▶ [Action item]:
Output the records exactly as they appear, with no pictures included.

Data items
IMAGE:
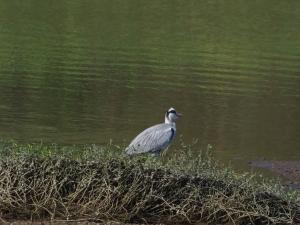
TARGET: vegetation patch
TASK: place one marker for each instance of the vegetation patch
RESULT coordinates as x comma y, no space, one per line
98,183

▶ [Answer section]:
IMAGE:
TARGET: vegetation patch
TASK: place one marker for each instance of the vegetation patch
RESULT coordinates as x comma y, no space, one per line
98,183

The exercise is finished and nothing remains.